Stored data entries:
----

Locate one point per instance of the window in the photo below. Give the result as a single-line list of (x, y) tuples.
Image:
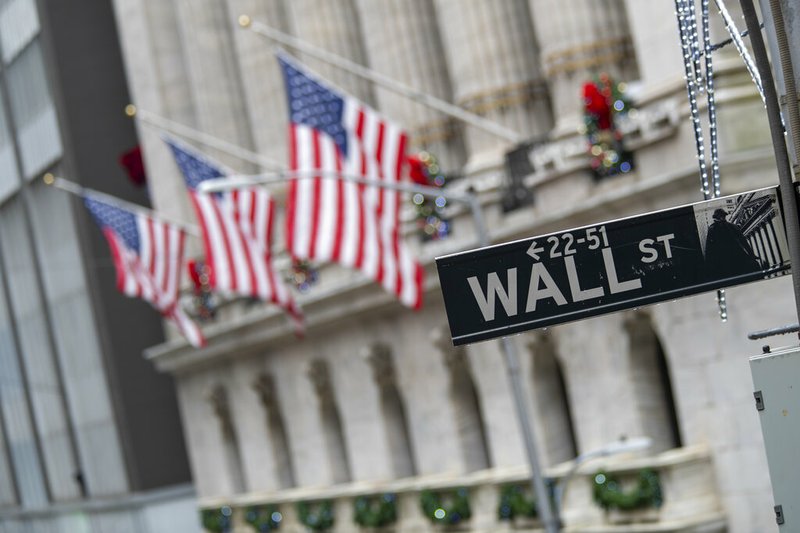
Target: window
[(34, 112)]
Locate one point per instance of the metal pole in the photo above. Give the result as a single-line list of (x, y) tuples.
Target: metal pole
[(549, 518), (382, 80), (73, 188), (788, 194), (248, 180), (778, 37)]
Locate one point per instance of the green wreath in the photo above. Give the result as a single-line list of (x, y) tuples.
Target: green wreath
[(446, 507), (515, 502), (216, 520), (263, 517), (316, 515), (608, 491), (375, 511)]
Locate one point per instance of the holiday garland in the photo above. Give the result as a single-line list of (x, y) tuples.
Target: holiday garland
[(446, 507), (425, 170), (375, 511), (216, 520), (303, 275), (604, 102), (263, 517), (200, 274), (316, 515), (608, 491), (516, 503)]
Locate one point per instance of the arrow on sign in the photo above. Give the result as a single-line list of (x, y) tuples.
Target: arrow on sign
[(533, 251)]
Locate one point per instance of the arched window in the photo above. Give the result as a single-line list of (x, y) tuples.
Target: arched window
[(264, 385), (551, 401), (331, 422), (466, 403)]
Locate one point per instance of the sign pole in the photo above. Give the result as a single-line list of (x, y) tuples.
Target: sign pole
[(550, 518), (548, 515), (786, 184)]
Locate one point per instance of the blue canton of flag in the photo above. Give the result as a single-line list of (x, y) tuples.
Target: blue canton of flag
[(195, 170), (121, 222), (314, 105)]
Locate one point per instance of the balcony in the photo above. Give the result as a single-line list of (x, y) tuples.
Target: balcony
[(472, 503)]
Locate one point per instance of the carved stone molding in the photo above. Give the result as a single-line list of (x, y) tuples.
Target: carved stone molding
[(264, 386), (217, 398), (320, 377), (454, 356)]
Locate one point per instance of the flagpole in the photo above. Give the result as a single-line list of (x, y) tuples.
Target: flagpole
[(73, 188), (550, 516), (384, 81), (165, 124)]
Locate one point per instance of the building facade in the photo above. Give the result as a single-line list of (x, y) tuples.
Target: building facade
[(375, 399), (90, 438)]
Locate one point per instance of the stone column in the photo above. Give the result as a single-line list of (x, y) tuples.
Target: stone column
[(492, 57), (213, 72), (334, 27), (551, 409), (597, 358), (156, 71), (392, 410), (587, 38), (261, 76), (217, 398), (403, 42)]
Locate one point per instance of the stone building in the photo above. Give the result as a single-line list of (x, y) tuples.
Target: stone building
[(90, 438), (375, 399)]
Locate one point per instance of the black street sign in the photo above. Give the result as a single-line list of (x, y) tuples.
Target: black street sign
[(566, 276)]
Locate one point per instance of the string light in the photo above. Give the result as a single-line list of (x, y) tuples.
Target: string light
[(683, 9), (712, 130), (690, 46), (740, 47)]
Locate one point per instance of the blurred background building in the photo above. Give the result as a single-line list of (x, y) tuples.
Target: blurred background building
[(375, 405), (90, 436)]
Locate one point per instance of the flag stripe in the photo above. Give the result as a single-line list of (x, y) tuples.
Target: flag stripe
[(331, 220), (148, 258), (237, 230)]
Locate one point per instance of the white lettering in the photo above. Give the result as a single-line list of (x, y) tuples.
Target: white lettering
[(613, 282), (550, 290), (578, 294), (665, 239), (494, 287), (645, 246)]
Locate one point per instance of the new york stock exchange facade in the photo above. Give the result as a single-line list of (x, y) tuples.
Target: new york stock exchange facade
[(374, 411)]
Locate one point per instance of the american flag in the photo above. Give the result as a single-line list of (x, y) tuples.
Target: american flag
[(148, 257), (237, 233), (333, 219)]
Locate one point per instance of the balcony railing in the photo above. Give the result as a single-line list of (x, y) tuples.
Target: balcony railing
[(688, 501)]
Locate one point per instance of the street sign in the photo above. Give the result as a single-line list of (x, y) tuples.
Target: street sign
[(621, 264)]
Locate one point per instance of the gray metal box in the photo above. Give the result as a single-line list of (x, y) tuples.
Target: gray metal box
[(776, 377)]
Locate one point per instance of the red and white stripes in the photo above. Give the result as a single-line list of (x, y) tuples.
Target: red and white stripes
[(357, 225), (237, 237)]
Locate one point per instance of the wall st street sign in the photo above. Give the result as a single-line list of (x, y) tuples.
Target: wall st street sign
[(593, 270)]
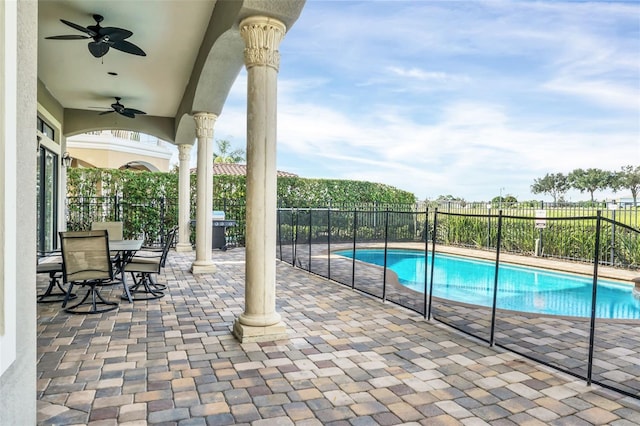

----

=== Problem statement ===
A faithful copy of the entries above is needed, one that contains no images.

=== Completed exercise ===
Locate one point per instance of the window in the photo below. Give the result as a single-line list of (x, y) tuples.
Image:
Target: window
[(34, 112)]
Locate one point per instance of the metal pole in the photo above. Give the result as a single-line list of (x, y) tuples.
Target: metal pole
[(549, 518), (382, 80), (73, 188), (788, 194), (248, 180), (778, 37)]
Locate one point per instance of the green wreath in the photo above. Give the result as a single-line list of (x, y) tuples.
Target: green wreath
[(446, 507), (515, 502), (216, 520), (263, 517), (316, 515), (608, 491), (375, 511)]
Locate one point per instance of the holiday garland in the photo above. Give the result as a single-line list of (x, y) tuples.
Target: holiday garland
[(446, 507), (425, 170), (375, 511), (216, 520), (303, 275), (604, 102), (263, 517), (200, 274), (316, 515), (608, 491), (516, 503)]
Locate one point per instance of the arrow on sign in the photo above. Give the result as a single-line list of (x, y) tuples.
Target: arrow on sign
[(533, 251)]
Locate one point per instance of the arched window in the photo above. Give the result as a single-line list of (x, y) tuples.
Target: arched window
[(264, 385), (551, 401), (331, 422), (466, 403)]
Locate one point per instance of the sign pole in the photo above. Give the result as a single-line list of (x, y) tuples.
Target: sign pole
[(550, 518), (548, 515), (786, 184)]
Locate one point per instance of the blue canton of flag in the photo above. Give the result as a single-line list of (x, y) tuples.
Target: blue canton of flag
[(195, 170), (121, 222), (314, 105)]
Locate one point per instance of the balcony in the photo above. Give the result as a single-line list of (x, y) tuples.
Target: balcony
[(472, 503)]
Locate one point per instance of the carved stone molding in the photo above. Give the result as a single-line list of (x, y) tuples.
Target: carved stone molding
[(264, 386), (217, 398), (320, 377), (454, 356)]
Locate one point per instance of the flagpole in the photo above. Give the result as a single-line list of (x, y) tuples.
Target: flagpole
[(73, 188), (550, 516), (384, 81), (165, 124)]
Locate one point per instance of the building facade in the photo above. Give the result as a single-line list of (x, y) tuples.
Target: building facade
[(375, 399), (90, 438)]
Locate one point per instance of the stone column in the photo above. Give the result as a single-line list of (x, y) tuples.
Target: stone column
[(492, 57), (213, 72), (334, 27), (551, 409), (597, 358), (156, 71), (392, 410), (587, 38), (261, 76), (217, 398), (403, 42)]
Locate one point per instance of the stone building in the photo above. Give the result as a single-line list of (x, y) tuples.
Target: stone building
[(90, 438), (375, 399)]
Locate one point per instance of the black street sign in the photo above. Give the result as a single-line list of (x, y) tuples.
Target: black street sign
[(566, 276)]
Locate one point per instance of the string light in the photo above. Give the result as a single-line list of (x, y) tuples.
Target: string light
[(683, 9), (712, 130), (690, 46), (740, 47)]
Locate one point per instance of the blurred background building in the photo above. Give the result as a single-line list of (x, y) tuples.
Target: blurred background building
[(375, 405), (90, 436)]
Locate one point per instance of the flag stripe in the photo above. Give the result as a single-line list of (x, y) tuples.
Target: flag stripe
[(331, 220), (148, 258), (237, 230)]
Locate one point per instance of the white lettering in the photo above. Give the result as a single-line list of (x, y) tuples.
Target: white lettering
[(613, 282), (550, 290), (578, 294), (665, 239), (494, 287), (645, 246)]
Locate one point per instance of the new york stock exchange facade in the photo above. Give the result as a single-line list of (x, y) tuples.
Target: new york stock exchange facade
[(374, 411)]
Locate one point per instance of the american flag in the photo above. Give the result as a single-line list of (x, y) tuples.
Target: american flag
[(148, 257), (237, 233), (333, 219)]
Locate one point per instance of the balcony railing in the photo above. Give the result as a single-line list of (x, y) tuples.
Target: balcony railing
[(688, 501)]
Locate one point per instance of the street sign in the photo above. Give the result as a single-line list of (x, y) tuples.
Target: street sign
[(621, 264)]
Locate one point per instance of the gray metal box in the photo above. Give the result as a single-line list of (x, y) tuples.
Target: gray metal box
[(776, 377)]
Locate one point per instance of the red and white stripes in the photo above. Give the result as a single-line list of (x, y) tuples.
Target: red and white stripes
[(357, 225), (237, 237)]
Locate one point per instance of the wall st street sign in the photo above. Give the result as a single-line list of (x, y) tuples.
Target: wall st street sign
[(593, 270)]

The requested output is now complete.